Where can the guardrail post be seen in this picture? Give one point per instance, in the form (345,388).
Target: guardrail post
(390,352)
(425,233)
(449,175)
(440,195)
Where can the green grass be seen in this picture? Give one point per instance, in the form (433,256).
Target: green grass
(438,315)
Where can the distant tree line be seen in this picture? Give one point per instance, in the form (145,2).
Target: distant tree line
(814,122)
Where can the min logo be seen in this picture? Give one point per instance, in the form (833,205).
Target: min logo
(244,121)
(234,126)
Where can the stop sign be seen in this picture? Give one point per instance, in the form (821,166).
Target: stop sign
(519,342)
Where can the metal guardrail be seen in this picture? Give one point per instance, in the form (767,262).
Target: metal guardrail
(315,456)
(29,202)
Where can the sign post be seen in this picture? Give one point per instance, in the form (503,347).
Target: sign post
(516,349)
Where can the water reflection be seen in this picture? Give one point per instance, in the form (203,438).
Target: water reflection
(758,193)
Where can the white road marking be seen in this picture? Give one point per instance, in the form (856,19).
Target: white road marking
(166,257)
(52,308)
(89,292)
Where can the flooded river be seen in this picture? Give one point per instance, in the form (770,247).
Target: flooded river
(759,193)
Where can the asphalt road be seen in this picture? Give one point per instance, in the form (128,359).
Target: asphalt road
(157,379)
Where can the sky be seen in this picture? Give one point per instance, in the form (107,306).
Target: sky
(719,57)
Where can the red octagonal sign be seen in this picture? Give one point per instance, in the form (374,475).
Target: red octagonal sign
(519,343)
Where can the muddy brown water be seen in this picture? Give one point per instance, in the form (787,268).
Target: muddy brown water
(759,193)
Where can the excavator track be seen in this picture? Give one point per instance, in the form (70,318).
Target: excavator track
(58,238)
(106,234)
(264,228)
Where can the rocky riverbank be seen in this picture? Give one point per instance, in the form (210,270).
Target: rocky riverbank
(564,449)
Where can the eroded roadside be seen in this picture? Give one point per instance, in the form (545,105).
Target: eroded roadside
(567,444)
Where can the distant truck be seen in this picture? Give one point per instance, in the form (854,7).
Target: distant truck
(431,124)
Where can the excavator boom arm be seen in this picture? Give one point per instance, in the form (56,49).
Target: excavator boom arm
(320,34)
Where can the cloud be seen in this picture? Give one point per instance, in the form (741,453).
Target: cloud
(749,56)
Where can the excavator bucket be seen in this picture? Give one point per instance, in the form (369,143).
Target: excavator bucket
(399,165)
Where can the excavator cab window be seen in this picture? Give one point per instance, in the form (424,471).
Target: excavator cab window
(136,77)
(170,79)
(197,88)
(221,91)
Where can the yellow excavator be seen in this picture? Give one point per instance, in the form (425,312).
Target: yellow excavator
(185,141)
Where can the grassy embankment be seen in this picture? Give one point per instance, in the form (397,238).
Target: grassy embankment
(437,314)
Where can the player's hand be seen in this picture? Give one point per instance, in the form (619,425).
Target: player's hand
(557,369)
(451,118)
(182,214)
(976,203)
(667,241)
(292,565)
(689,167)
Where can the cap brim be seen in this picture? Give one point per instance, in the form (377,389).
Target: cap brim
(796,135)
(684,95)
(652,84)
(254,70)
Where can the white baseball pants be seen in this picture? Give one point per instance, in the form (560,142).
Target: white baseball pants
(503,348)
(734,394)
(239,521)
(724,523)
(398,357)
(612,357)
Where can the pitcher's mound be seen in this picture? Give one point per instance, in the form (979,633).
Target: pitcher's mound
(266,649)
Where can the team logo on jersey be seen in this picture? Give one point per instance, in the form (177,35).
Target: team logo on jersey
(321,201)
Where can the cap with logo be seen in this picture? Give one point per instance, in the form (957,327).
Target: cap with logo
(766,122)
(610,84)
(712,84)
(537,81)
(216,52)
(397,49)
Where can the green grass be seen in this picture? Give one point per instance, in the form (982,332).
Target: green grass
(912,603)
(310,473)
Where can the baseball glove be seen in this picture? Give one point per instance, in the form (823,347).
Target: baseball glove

> Description of the task: Please repeat the listing exactly, with nothing left out.

> Final result:
Where can the guardrail post be seen in this picture? Give one point per instance, in the form (345,388).
Target: guardrail post
(390,352)
(425,233)
(449,175)
(440,195)
Where can the green grass be seen in this picture? Give one point per instance, in the form (433,256).
Target: green grass
(438,315)
Where can the distant tree line be seen in this picture? Give one point per instance, in the form (145,2).
Target: distant tree line
(814,122)
Where can the min logo be seen in this picture? Give one point per instance, in the form (833,205).
Target: min logo
(244,121)
(234,126)
Where can the stop sign be seen in this picture? Give one point per instance, in the form (821,166).
Target: stop sign
(519,342)
Where can the metal guardrail be seen in this picture? Give one point per instance, in the form (767,262).
Target: metal guardrail
(315,456)
(29,202)
Where can the sign post be seen in this picture? Give one point per instance, in the form (503,347).
Target: sign post
(516,349)
Where can the water reflection be seen in this picture? Give one point per instance, in the form (203,438).
Target: water reflection
(758,193)
Where can the white road marking be seen in this picture? Give one point per instance, in the form (856,19).
Target: white road marking
(166,257)
(52,308)
(89,292)
Where can the flooded river be seen in this picture? Give one point per instance, in the form (770,247).
Target: flooded river
(759,193)
Where can the asphalt road be seen in this picture? Give one point per instance, in the form (128,359).
Target: asphalt road
(157,379)
Where can the sky be seen in this picture? Give one point per instance, in the form (107,306).
Target: sky
(719,57)
Where can the red octagonal sign be seen in this picture? Give one point per instance, in the form (374,475).
Target: red octagonal sign
(519,343)
Where can the muddy brown water be seen in this picture? Give one point per instance, in the form (787,268).
Target: muddy brown water
(759,193)
Where can the excavator track be seen in this picture? Give one point per instance, in the form (70,318).
Target: excavator track
(58,238)
(106,234)
(264,228)
Where can the rocky riverbank be seen in this picture? Give one point per instance, in the form (210,270).
Target: rocky riverbank
(564,449)
Where can the eroded roadside be seen in this picture? Give one point per instance, in the form (545,105).
Target: eroded roadside
(567,444)
Where can the distant truck be seen in this picture? Give one point per instance, in the form (854,7).
Target: distant truck
(431,124)
Where can the excavator boom arm be seen in this picture? Give one point per instance, in the form (56,49).
Target: excavator boom arm
(320,34)
Where can the cloud be seen in this picture? Give one point per instance, in the form (741,453).
Target: cloud
(749,56)
Where can the excavator bucket be seen in this picture? Give one point per instance, in the form (369,143).
Target: excavator bucket
(399,165)
Where can the excavator cab window be seen in this picture? Give one point per instance, in the form (424,471).
Target: excavator cab window
(136,77)
(170,79)
(197,88)
(221,91)
Where can the yellow excavator be seen in this picture? Give one point per instance, in the form (425,312).
Target: yellow excavator
(185,141)
Where can the grassy embankment be seen in this picture? Give one point per instance, in the form (397,238).
Target: grassy embankment
(437,314)
Where can the player's hand be seen in this picture? Give one point per instance, in the form (619,425).
Target: player's hand
(557,369)
(451,118)
(182,214)
(976,203)
(667,241)
(292,565)
(689,167)
Where can the cap brim be seen in this picture? Give one point per instance, in the form (377,389).
Target: cap brim
(796,135)
(684,95)
(652,84)
(254,70)
Where can the white baseball pants be seen in this picture? Give one point per instance, in the form (560,142).
Target: white baseball pants
(503,348)
(734,394)
(239,521)
(724,523)
(398,357)
(612,357)
Where can the pitcher's mound be seen in this picture? Give one point per instance, in the form (979,633).
Target: pitcher's mound
(266,649)
Where can the team logo on jersey be seen in this picture? Give one point per instance, in the form (177,35).
Target: team logo on jersey
(321,201)
Where can the cap with logo be seen in this picture? Give one point per instance, in the form (957,327).
Target: cap with logo
(766,122)
(610,84)
(712,84)
(537,81)
(216,52)
(397,49)
Where can the green grass be seen in this picture? Give one point per instance, in the form (982,332).
Target: green grass
(912,603)
(310,473)
Where can the baseball glove be seen in this picture? Give one point per instance, in the form (823,347).
Target: baseball glove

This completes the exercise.